**PROBLEM STATEMENT:** Reproduce all of the records exactly.

**RECORDS FOR THIS TASK:**
--- START ---

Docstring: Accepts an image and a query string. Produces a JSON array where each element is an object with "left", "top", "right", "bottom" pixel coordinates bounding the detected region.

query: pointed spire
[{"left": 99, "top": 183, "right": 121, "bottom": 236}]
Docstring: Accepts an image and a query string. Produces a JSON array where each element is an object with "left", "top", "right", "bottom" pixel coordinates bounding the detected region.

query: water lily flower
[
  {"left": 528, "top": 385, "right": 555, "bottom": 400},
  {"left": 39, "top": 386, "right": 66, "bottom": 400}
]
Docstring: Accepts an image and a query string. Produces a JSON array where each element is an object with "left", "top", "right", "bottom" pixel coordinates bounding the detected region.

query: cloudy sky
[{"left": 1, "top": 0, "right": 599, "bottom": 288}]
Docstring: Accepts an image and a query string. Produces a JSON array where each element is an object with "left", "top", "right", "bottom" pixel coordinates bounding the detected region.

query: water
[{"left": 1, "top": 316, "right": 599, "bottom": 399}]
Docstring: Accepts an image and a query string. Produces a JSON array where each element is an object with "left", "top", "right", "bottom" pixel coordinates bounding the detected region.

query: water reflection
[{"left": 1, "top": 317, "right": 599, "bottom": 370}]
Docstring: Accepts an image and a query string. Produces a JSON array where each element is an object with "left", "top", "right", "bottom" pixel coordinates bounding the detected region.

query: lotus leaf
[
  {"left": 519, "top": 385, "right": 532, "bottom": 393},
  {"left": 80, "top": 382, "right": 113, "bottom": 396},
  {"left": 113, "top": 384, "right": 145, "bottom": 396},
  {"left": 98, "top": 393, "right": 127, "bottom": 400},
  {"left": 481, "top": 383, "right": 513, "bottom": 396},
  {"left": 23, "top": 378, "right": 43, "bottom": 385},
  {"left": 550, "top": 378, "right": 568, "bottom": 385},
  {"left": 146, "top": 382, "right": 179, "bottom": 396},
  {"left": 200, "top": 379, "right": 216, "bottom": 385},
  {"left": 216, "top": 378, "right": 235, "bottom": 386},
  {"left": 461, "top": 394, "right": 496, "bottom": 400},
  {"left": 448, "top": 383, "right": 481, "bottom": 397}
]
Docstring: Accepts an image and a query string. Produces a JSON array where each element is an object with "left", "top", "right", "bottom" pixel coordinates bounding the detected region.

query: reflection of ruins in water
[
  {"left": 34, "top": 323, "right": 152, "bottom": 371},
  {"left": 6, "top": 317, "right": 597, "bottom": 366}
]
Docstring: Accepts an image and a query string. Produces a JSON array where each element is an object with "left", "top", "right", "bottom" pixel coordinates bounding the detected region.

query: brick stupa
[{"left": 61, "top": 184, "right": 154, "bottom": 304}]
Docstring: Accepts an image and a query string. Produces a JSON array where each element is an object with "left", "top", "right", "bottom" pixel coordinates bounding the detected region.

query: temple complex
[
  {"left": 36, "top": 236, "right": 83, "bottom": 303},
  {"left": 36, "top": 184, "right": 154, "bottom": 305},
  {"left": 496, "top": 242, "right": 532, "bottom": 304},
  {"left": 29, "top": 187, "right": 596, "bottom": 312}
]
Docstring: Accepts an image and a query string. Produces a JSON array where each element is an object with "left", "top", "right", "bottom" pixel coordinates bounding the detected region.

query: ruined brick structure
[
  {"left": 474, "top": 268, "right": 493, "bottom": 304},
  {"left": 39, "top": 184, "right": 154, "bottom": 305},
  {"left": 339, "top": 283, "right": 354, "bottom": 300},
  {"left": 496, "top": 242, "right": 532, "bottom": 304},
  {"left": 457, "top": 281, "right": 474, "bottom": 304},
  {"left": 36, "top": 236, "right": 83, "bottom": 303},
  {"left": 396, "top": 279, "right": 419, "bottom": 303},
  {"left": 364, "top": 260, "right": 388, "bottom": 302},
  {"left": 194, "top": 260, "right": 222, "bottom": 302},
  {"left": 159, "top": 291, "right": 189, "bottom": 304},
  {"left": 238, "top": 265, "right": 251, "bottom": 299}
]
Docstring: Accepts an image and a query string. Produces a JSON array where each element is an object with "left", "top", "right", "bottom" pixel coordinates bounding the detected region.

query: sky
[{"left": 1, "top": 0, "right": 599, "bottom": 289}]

--- END ---

**EXPECTED ANSWER:**
Docstring: Accepts an image and a query string. Produces a JSON array where each element is an object with "left", "top", "right", "bottom" pixel coordinates bounding the detected region.

query: pointed spire
[{"left": 99, "top": 183, "right": 121, "bottom": 236}]
Docstring: Accepts an image and a query string. Produces a JSON array where each element is an object with "left", "top", "right", "bottom" pixel coordinates bounding the detected region.

query: water lily flower
[
  {"left": 528, "top": 385, "right": 555, "bottom": 400},
  {"left": 39, "top": 386, "right": 66, "bottom": 400}
]
Docstring: Accepts an image and a query string. Produces a JSON array where each element is an object with "left", "top", "right", "bottom" pixel coordinates bounding the detected region.

query: cloudy sky
[{"left": 1, "top": 0, "right": 599, "bottom": 288}]
Docstring: Accepts an image and a query string. Produces a JSON array where each element is an object with "left", "top", "right", "bottom" pixel coordinates bounding the detected region.

query: water
[{"left": 1, "top": 316, "right": 599, "bottom": 399}]
Docstring: Accepts an image and a query string. Produces a JSON array where each element is an object with "left", "top", "right", "bottom" pixel coordinates bounding the detected region.

query: water reflection
[{"left": 1, "top": 317, "right": 599, "bottom": 370}]
Docstring: Accepts an image and a query string. Produces a JSON array where each element is an object with "left", "top", "right", "bottom" pixel coordinates bounding the detected region.

query: lotus leaf
[
  {"left": 519, "top": 385, "right": 532, "bottom": 393},
  {"left": 80, "top": 382, "right": 113, "bottom": 396},
  {"left": 113, "top": 384, "right": 145, "bottom": 396},
  {"left": 98, "top": 393, "right": 127, "bottom": 400},
  {"left": 481, "top": 383, "right": 513, "bottom": 396},
  {"left": 23, "top": 378, "right": 43, "bottom": 385},
  {"left": 550, "top": 378, "right": 568, "bottom": 385},
  {"left": 146, "top": 382, "right": 179, "bottom": 396},
  {"left": 200, "top": 379, "right": 216, "bottom": 385},
  {"left": 216, "top": 378, "right": 235, "bottom": 386},
  {"left": 461, "top": 394, "right": 496, "bottom": 400},
  {"left": 448, "top": 383, "right": 481, "bottom": 397}
]
Docstring: Accepts an image and a query string. Produces a JSON array where each element is an object with "left", "top", "right", "bottom" pixel coordinates bounding the detected region.

query: reflection of ruins in water
[
  {"left": 34, "top": 323, "right": 152, "bottom": 371},
  {"left": 6, "top": 317, "right": 597, "bottom": 366}
]
Docstring: Accepts an image and a query string. Produces a JSON array where each element is an object with "left", "top", "right", "bottom" pixel coordinates bounding the detected region.

query: brick stupa
[{"left": 61, "top": 184, "right": 154, "bottom": 304}]
Docstring: Accepts an image and a query string. Produces a JSON array where each element is an object with "left", "top", "right", "bottom" pixel coordinates bounding the detected region.

query: temple complex
[
  {"left": 36, "top": 236, "right": 83, "bottom": 303},
  {"left": 36, "top": 184, "right": 154, "bottom": 305},
  {"left": 496, "top": 242, "right": 532, "bottom": 304},
  {"left": 29, "top": 187, "right": 596, "bottom": 312}
]
Docstring: Accepts an image and a query string. Produces a JSON array where each element is an object with "left", "top", "right", "bottom" pixel coordinates bounding the detected region.

query: ruined brick structure
[
  {"left": 474, "top": 268, "right": 493, "bottom": 304},
  {"left": 39, "top": 184, "right": 154, "bottom": 305},
  {"left": 339, "top": 283, "right": 354, "bottom": 300},
  {"left": 496, "top": 242, "right": 532, "bottom": 304},
  {"left": 457, "top": 281, "right": 474, "bottom": 304},
  {"left": 36, "top": 236, "right": 83, "bottom": 303},
  {"left": 396, "top": 279, "right": 419, "bottom": 303},
  {"left": 364, "top": 260, "right": 388, "bottom": 302},
  {"left": 194, "top": 260, "right": 222, "bottom": 302},
  {"left": 159, "top": 291, "right": 189, "bottom": 304},
  {"left": 238, "top": 265, "right": 251, "bottom": 299}
]
Docstring: Accepts an image and a query string. Produces a JSON array where each element is an object with "left", "top", "right", "bottom" pixel coordinates bounding the detected region.

query: sky
[{"left": 1, "top": 0, "right": 599, "bottom": 289}]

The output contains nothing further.